_TASK DIRECTIONS_: Would you reproduce every line of the material exactly?

_SUPPLIED RECORDS_:
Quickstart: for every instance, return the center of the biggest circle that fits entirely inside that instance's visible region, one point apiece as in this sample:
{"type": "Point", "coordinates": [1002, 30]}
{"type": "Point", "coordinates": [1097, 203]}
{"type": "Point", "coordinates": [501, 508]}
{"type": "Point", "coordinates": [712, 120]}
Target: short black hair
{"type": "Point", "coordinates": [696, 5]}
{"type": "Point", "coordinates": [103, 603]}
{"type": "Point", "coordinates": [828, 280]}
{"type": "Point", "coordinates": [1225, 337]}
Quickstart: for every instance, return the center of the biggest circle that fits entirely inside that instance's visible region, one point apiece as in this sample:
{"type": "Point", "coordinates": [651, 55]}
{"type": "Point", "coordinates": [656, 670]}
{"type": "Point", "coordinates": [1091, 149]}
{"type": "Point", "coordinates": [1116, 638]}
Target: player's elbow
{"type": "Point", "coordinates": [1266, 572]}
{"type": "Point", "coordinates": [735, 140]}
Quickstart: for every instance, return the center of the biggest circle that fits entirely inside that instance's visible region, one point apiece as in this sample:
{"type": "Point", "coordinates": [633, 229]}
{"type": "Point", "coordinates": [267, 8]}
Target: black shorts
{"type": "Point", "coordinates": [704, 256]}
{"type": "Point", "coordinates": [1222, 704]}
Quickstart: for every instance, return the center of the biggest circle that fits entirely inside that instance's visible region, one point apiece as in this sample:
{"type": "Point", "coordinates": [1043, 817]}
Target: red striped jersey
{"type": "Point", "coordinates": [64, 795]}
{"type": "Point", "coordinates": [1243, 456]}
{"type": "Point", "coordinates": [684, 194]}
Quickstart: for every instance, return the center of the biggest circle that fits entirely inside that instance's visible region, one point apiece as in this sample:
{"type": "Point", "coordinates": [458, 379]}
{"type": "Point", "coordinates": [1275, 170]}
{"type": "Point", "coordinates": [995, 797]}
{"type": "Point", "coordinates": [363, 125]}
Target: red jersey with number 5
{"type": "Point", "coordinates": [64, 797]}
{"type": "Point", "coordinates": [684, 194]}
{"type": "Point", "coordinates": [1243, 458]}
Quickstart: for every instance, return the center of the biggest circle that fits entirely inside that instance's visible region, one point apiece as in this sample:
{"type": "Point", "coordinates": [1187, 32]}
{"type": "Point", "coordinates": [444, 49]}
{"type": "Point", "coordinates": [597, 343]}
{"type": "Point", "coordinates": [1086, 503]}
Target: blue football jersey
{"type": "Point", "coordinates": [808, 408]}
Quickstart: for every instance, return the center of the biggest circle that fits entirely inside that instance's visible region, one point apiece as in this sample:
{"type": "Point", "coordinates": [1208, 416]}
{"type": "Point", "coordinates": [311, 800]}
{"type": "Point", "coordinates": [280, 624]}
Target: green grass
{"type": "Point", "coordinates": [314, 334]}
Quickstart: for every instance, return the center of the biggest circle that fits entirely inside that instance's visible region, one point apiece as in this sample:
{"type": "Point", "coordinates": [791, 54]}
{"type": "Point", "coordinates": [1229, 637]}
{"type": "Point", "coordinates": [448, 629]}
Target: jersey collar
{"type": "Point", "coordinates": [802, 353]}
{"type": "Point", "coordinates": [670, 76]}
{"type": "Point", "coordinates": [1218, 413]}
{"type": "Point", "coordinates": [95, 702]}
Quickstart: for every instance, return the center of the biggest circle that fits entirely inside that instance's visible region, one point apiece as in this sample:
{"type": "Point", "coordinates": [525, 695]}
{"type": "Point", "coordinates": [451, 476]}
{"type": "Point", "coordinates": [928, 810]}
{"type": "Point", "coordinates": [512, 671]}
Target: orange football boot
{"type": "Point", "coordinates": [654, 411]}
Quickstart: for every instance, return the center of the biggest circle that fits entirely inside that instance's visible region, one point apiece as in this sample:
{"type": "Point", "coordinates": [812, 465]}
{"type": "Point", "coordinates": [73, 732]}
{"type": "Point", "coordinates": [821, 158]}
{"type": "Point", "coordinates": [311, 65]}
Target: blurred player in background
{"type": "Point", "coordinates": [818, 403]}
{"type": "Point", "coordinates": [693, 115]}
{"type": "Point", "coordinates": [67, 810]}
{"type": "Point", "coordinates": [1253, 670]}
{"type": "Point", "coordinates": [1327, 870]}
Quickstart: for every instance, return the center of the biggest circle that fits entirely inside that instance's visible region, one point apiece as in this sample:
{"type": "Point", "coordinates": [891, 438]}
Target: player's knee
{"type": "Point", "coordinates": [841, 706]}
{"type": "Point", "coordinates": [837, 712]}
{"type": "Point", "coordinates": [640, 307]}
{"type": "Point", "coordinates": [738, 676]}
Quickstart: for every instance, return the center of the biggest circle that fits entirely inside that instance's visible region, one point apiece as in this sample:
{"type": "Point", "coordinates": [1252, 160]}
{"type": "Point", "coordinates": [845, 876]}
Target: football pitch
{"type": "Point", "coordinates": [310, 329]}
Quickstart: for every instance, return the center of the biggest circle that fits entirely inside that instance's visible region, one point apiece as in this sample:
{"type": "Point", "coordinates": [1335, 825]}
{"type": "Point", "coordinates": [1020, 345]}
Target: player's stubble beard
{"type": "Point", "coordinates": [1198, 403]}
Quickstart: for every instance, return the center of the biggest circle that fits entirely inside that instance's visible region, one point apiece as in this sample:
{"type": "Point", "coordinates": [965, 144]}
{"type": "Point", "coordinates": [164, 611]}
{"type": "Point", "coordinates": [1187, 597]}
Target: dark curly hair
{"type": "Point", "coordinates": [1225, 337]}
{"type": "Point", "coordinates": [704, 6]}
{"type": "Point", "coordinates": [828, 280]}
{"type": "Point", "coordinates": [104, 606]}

_RESPONSE TO THIS TASK_:
Quickstart: for every instance, return the center of the biggest circle that fits entirely inside that instance's visible region, one point apiece as in this sample:
{"type": "Point", "coordinates": [1002, 30]}
{"type": "Point", "coordinates": [1097, 203]}
{"type": "Point", "coordinates": [501, 508]}
{"type": "Point", "coordinates": [712, 120]}
Target: short black hair
{"type": "Point", "coordinates": [696, 5]}
{"type": "Point", "coordinates": [103, 603]}
{"type": "Point", "coordinates": [828, 280]}
{"type": "Point", "coordinates": [1225, 337]}
Quickstart: for every instance, return the center of the biggest circle that fits entirely inside that instance's visible region, one point apiece as in this sample:
{"type": "Point", "coordinates": [651, 55]}
{"type": "Point", "coordinates": [656, 670]}
{"type": "Point", "coordinates": [1091, 149]}
{"type": "Point", "coordinates": [1116, 638]}
Target: player's elbow
{"type": "Point", "coordinates": [1266, 572]}
{"type": "Point", "coordinates": [735, 140]}
Quickstart: for every instance, return the center of the biggest circle that fits entirely inside that instance's visible region, one point apiece as in this sample:
{"type": "Point", "coordinates": [633, 229]}
{"type": "Point", "coordinates": [267, 8]}
Target: black shorts
{"type": "Point", "coordinates": [704, 256]}
{"type": "Point", "coordinates": [1222, 704]}
Quickstart: for every instance, return the center of the biggest circle that fits entirely inside that instance's visible region, one point apiece as in this sample:
{"type": "Point", "coordinates": [1043, 817]}
Target: red striped jersey
{"type": "Point", "coordinates": [64, 795]}
{"type": "Point", "coordinates": [1243, 456]}
{"type": "Point", "coordinates": [684, 194]}
Quickstart: for every instance, return the center of the biggest circle that fits entirely inside that instance's visible region, one point apiece as in this sample:
{"type": "Point", "coordinates": [458, 379]}
{"type": "Point", "coordinates": [1275, 170]}
{"type": "Point", "coordinates": [995, 797]}
{"type": "Point", "coordinates": [363, 125]}
Target: red jersey with number 5
{"type": "Point", "coordinates": [64, 797]}
{"type": "Point", "coordinates": [684, 194]}
{"type": "Point", "coordinates": [1243, 458]}
Quickstart: for every instance, return the center of the biggest circle that fits entirely inside that instance's visible region, one point apiece as in this sample:
{"type": "Point", "coordinates": [1187, 32]}
{"type": "Point", "coordinates": [444, 49]}
{"type": "Point", "coordinates": [597, 343]}
{"type": "Point", "coordinates": [1086, 503]}
Target: blue football jersey
{"type": "Point", "coordinates": [808, 408]}
Quickstart: for every instance, return the center of the biggest circle that fits entirely inside that instance's visible region, one point apiece as in this sample:
{"type": "Point", "coordinates": [1208, 416]}
{"type": "Point", "coordinates": [311, 800]}
{"type": "Point", "coordinates": [280, 624]}
Target: green grass
{"type": "Point", "coordinates": [314, 334]}
Quickstart: for every instance, return the center of the biggest circle that fits entirely inside that instance's visible region, one point apiece as in this sample:
{"type": "Point", "coordinates": [791, 54]}
{"type": "Point", "coordinates": [1229, 637]}
{"type": "Point", "coordinates": [448, 629]}
Target: jersey collar
{"type": "Point", "coordinates": [802, 353]}
{"type": "Point", "coordinates": [670, 76]}
{"type": "Point", "coordinates": [1218, 413]}
{"type": "Point", "coordinates": [95, 702]}
Quickstart: for every instance, return the center of the biggest circle that fits entirely inside that instance's visible region, one point apiece as in this sample:
{"type": "Point", "coordinates": [525, 695]}
{"type": "Point", "coordinates": [451, 476]}
{"type": "Point", "coordinates": [928, 810]}
{"type": "Point", "coordinates": [512, 671]}
Target: orange football boot
{"type": "Point", "coordinates": [654, 411]}
Quickstart: for every instance, return the center of the biggest circle that fits entirely inside that instance's visible region, one point apiece as in this sample:
{"type": "Point", "coordinates": [812, 465]}
{"type": "Point", "coordinates": [73, 732]}
{"type": "Point", "coordinates": [821, 158]}
{"type": "Point", "coordinates": [311, 65]}
Target: blurred player in background
{"type": "Point", "coordinates": [818, 403]}
{"type": "Point", "coordinates": [693, 115]}
{"type": "Point", "coordinates": [67, 810]}
{"type": "Point", "coordinates": [1253, 670]}
{"type": "Point", "coordinates": [1327, 870]}
Quickstart: for every instance, return the center of the biggest circle that fits entirely inside that instance's visible region, one point apiece as in this sample:
{"type": "Point", "coordinates": [891, 438]}
Target: player's knee
{"type": "Point", "coordinates": [841, 706]}
{"type": "Point", "coordinates": [837, 712]}
{"type": "Point", "coordinates": [640, 307]}
{"type": "Point", "coordinates": [738, 676]}
Quickstart: for every instance, return the center of the biggest circle that fits entirely inside that instance's visible region, one point apiece as in this sample:
{"type": "Point", "coordinates": [1252, 160]}
{"type": "Point", "coordinates": [845, 876]}
Target: football pitch
{"type": "Point", "coordinates": [310, 329]}
Quickstart: for every instance, return the center of the biggest circle that fits entirely inside that instance's visible region, one point apiece as in this sample:
{"type": "Point", "coordinates": [1335, 825]}
{"type": "Point", "coordinates": [1020, 345]}
Target: player's stubble beard
{"type": "Point", "coordinates": [1198, 403]}
Quickstart: for every instance, return the center of the biggest circle that fits entirely inside that instance's visible region, one point apiece as in this sample:
{"type": "Point", "coordinates": [965, 144]}
{"type": "Point", "coordinates": [164, 611]}
{"type": "Point", "coordinates": [1187, 597]}
Target: dark curly hair
{"type": "Point", "coordinates": [1225, 337]}
{"type": "Point", "coordinates": [704, 6]}
{"type": "Point", "coordinates": [828, 280]}
{"type": "Point", "coordinates": [104, 606]}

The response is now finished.